● **Material for this task**
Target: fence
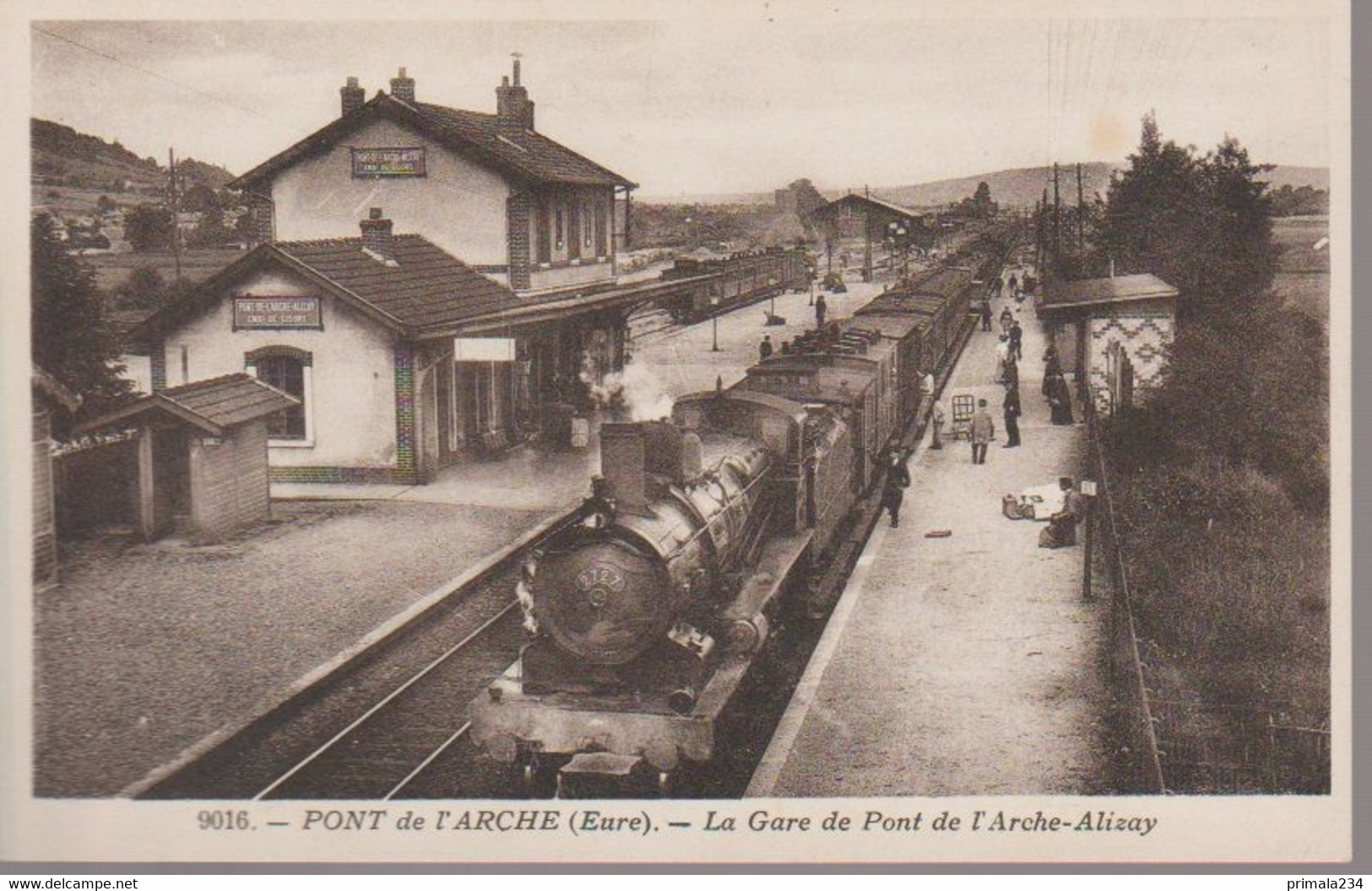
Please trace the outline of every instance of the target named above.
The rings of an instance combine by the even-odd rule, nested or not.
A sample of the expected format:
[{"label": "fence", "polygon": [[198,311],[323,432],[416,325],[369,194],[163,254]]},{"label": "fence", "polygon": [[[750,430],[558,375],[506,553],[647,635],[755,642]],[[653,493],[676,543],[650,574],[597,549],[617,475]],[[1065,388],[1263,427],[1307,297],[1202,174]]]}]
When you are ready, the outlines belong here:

● **What you should do**
Return all of the material above verbatim, line for line, omitting the picture.

● **Output of the task**
Target: fence
Please trace the outline of every instance of the target named above.
The rings of an instance combine by the even-odd rule, nested or not.
A sample of the expected format:
[{"label": "fence", "polygon": [[198,311],[323,432],[416,325],[369,194],[163,254]]},{"label": "fence", "polygon": [[[750,430],[558,375],[506,553],[647,635],[755,642]],[[653,493],[676,543],[650,574],[597,549],[617,475]],[[1065,388],[1263,427],[1307,297],[1202,174]]]}]
When you are ready, the outlines belong here:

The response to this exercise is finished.